TASK INSTRUCTIONS: Rewrite the portion of the data that opens with the line containing "The client would like the deep" and closes with the line containing "[67,145,146,230]", substituting "plunging neckline" for "deep v neckline" and leaving everything else unchanged.

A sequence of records
++++++

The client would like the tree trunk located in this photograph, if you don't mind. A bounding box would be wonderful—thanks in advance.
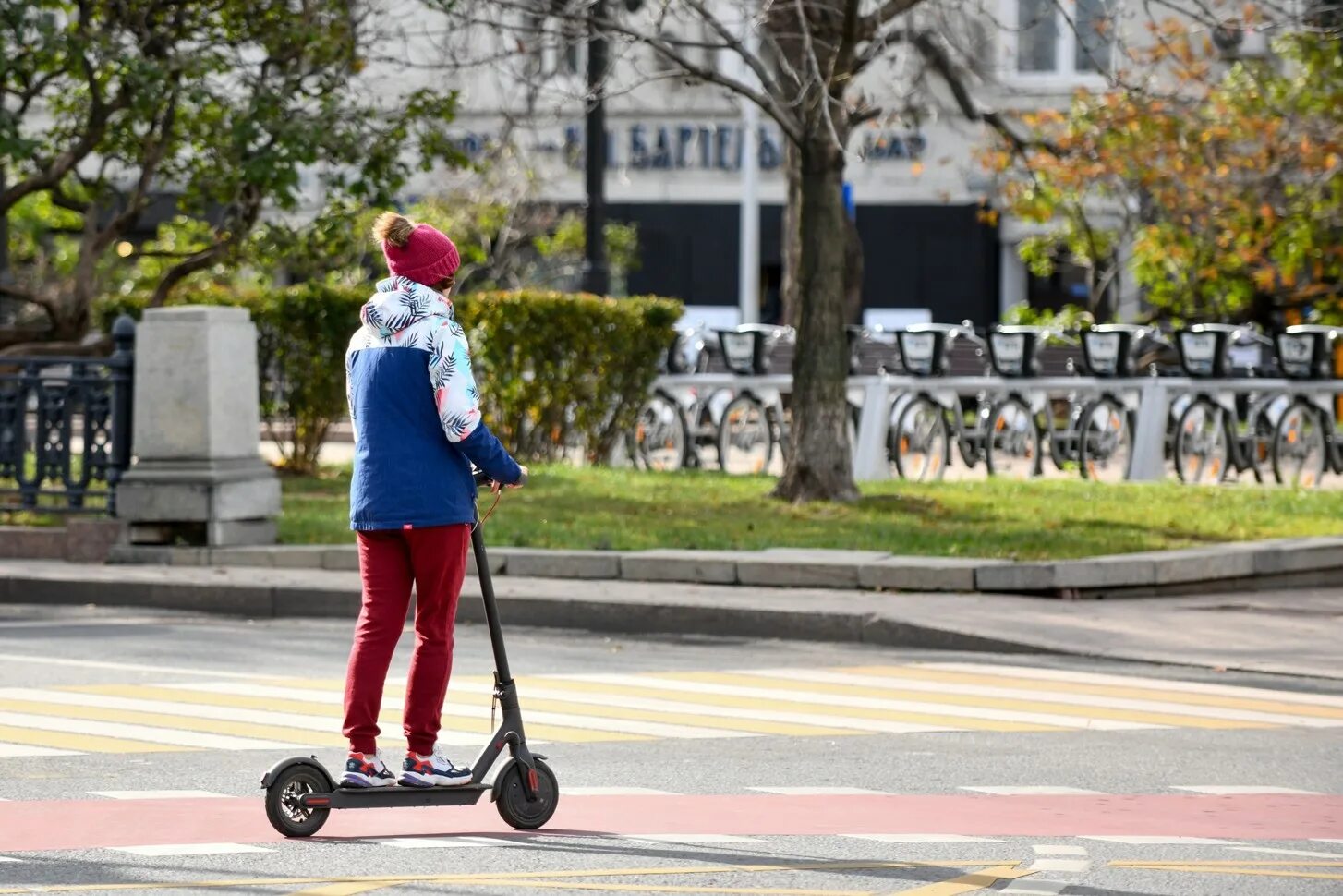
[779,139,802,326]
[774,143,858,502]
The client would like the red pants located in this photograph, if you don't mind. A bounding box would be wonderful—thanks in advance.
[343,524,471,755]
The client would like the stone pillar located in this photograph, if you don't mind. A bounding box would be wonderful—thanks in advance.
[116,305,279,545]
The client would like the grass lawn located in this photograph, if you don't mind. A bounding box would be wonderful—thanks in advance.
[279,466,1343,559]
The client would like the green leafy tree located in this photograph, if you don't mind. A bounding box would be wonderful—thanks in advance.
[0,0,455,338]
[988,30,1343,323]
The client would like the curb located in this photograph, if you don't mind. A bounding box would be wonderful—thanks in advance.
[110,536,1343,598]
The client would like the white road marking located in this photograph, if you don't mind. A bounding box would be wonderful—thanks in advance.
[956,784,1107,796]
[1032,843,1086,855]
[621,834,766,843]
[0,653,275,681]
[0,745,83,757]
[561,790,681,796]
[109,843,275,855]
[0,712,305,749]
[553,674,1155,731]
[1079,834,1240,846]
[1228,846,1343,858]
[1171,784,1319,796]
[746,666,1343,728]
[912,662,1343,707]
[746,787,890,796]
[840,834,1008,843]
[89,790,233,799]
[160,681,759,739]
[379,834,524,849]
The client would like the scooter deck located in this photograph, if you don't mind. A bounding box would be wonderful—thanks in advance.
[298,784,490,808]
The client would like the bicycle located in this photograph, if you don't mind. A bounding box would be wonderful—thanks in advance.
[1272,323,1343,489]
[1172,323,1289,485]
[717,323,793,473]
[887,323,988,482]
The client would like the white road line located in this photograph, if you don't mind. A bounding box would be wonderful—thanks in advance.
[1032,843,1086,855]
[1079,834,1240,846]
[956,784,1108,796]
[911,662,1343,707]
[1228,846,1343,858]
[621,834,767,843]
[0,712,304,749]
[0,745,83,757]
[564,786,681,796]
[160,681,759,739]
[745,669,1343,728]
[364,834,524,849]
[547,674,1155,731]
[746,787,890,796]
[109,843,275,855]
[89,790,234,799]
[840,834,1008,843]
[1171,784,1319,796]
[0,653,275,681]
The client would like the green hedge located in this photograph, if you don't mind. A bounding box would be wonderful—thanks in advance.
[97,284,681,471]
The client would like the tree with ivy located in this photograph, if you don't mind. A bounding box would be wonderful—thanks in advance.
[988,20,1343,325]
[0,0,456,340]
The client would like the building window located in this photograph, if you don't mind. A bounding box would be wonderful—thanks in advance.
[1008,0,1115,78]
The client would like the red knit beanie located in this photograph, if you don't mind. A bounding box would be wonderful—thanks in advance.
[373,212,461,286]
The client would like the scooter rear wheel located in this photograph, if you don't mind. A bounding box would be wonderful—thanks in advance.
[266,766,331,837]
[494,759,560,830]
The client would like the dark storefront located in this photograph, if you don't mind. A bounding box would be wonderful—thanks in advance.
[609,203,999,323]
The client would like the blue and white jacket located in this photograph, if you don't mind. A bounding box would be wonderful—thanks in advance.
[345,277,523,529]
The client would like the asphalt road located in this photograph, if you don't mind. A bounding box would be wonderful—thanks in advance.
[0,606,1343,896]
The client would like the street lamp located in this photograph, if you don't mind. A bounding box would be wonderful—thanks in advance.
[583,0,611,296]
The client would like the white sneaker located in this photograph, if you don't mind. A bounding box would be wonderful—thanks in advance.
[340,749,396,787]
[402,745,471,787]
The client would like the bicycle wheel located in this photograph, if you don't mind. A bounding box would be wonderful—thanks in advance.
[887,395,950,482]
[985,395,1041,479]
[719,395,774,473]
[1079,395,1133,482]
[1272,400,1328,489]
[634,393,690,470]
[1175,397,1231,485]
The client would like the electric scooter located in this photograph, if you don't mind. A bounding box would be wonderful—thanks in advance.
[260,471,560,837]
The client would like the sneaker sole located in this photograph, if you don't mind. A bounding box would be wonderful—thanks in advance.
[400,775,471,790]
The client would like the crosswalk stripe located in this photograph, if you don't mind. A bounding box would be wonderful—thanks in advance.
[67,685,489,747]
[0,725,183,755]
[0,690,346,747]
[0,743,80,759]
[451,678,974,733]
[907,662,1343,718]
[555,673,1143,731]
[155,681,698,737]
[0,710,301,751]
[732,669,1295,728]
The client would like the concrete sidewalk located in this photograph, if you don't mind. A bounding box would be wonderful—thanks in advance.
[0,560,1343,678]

++++++

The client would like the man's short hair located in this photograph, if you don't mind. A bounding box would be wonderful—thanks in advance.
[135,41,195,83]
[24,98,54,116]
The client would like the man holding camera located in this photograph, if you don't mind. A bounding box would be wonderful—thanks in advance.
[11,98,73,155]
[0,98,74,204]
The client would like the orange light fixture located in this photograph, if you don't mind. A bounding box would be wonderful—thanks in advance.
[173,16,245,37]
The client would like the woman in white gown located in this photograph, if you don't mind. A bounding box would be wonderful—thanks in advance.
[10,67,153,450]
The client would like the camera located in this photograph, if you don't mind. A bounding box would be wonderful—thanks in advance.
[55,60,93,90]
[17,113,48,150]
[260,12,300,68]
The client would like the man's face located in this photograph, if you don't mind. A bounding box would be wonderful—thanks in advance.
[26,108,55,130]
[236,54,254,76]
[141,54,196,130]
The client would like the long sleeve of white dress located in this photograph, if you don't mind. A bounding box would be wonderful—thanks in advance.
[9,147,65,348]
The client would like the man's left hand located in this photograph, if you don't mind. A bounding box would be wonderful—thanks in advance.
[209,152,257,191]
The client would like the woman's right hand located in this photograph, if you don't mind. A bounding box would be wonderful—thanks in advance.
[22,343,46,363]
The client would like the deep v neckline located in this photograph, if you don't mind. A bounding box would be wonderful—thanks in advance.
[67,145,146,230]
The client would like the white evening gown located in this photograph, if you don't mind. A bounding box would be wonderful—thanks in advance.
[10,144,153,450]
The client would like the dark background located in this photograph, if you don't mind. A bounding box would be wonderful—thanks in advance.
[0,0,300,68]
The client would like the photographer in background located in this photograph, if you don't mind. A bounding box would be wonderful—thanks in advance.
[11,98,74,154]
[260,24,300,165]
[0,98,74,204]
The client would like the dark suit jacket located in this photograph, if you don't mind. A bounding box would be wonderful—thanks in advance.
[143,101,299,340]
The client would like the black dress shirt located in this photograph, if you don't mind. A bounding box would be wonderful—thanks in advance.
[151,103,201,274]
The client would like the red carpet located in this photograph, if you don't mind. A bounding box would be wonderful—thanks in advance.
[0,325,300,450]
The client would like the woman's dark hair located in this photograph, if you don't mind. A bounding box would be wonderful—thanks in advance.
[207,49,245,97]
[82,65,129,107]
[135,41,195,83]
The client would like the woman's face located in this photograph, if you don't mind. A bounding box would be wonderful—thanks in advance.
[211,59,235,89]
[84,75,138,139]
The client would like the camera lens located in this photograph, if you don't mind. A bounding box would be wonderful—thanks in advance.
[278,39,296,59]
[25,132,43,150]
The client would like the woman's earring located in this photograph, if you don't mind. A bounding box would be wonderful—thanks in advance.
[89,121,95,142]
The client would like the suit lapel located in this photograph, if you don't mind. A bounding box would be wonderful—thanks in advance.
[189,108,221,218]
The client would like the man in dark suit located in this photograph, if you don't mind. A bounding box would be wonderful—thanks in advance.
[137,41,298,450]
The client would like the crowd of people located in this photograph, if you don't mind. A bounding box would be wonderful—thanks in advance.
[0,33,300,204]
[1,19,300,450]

++++++

TASK OUTPUT:
The client would like the plunging neckline located in this photograph, if you don't mind. A bounding box would be wonderful—thanks in advance.
[67,145,146,230]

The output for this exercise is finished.